== PAGE EXTRACT ==
# ferrets ferrets ferrets



## tillymax (Jun 27, 2011)

just some random pics of my girls.

Firstly we have Ouch, very cocky little thing, always telling our terrier off for going to close to arc hutch which is on the floor, loves to snooze all day in her sleeping bag and eating her breakfast like a hungry hippo which envolves going out of her bed compartment grabbing a gob full of bisquits and reversing back in several times before actually eating it. I have very few pictures of Ouch as she is never still for two seconds

























and Shakie she is the laziest of all ferrets, she does nothing but yawn if you disturb her to pick her up for play time for atleast 10 minutes. She is alot bigger than Ouch they have recently had to be seperated due to Ouch becoming obsessed with guarding and dragging Shakie around by her head


----------



## tillymax (Jun 27, 2011)

does anyone else on here own ferrets? lets see your pics?


----------



## tillymax (Jun 27, 2011)

surley there must be some other ferret owners about this forum!


----------



## hawksport (Dec 27, 2009)

I'll find some pics later


----------



## Tapir (Mar 20, 2010)

Gorgeous ferrets you have there!

There aren't many ferret owners on here, a few. 

Here is my girl Tia.

In her new harness:









Being nosy:


----------



## tillymax (Jun 27, 2011)

awww she is lovley, mine didnt seem a fan of the harness, just seemed to wind them up and make them nippy


----------

[Annotation dataset entries]
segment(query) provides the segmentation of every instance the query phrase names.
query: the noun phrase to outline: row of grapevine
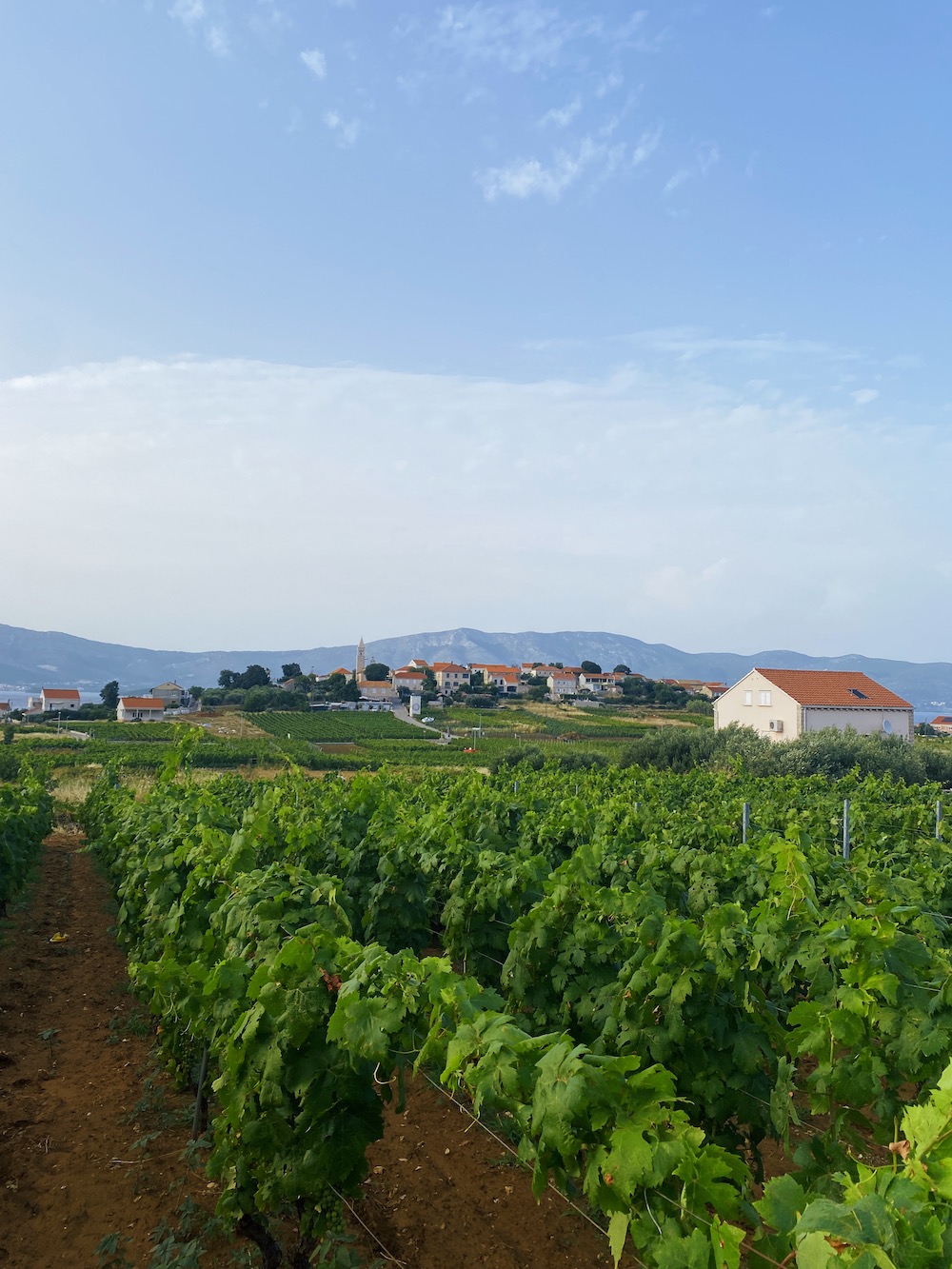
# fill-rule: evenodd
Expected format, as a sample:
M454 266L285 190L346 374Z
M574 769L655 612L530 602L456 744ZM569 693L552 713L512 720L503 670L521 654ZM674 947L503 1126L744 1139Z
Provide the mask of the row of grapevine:
M350 740L421 740L428 732L396 718L388 709L314 711L248 714L263 731L287 740L341 742ZM430 732L430 736L435 732Z
M305 1242L336 1220L381 1081L438 1061L513 1117L538 1184L576 1180L616 1255L630 1236L649 1264L736 1266L745 1221L751 1264L866 1264L850 1221L873 1192L877 1236L948 1239L952 1192L924 1180L946 1138L915 1121L948 1119L938 792L546 769L253 794L168 777L142 805L104 780L86 822L169 1063L188 1076L207 1048L216 1071L222 1209L263 1242L288 1208ZM423 954L434 943L463 976ZM810 1113L798 1179L753 1204L745 1156ZM900 1122L892 1180L861 1171L856 1133L894 1143Z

== DIRECTIVES ==
(A) List every name given to a ferret in the ferret thread.
(B) From the ferret thread, copy out the stretch from "I'll find some" through "my girl Tia.".

== EXERCISE ANSWERS ==
(A) Ouch, Shakie, Tia

(B)
I'll find some pics later


----------



## Tapir (Mar 20, 2010)

Gorgeous ferrets you have there!

There aren't many ferret owners on here, a few. 

Here is my girl Tia.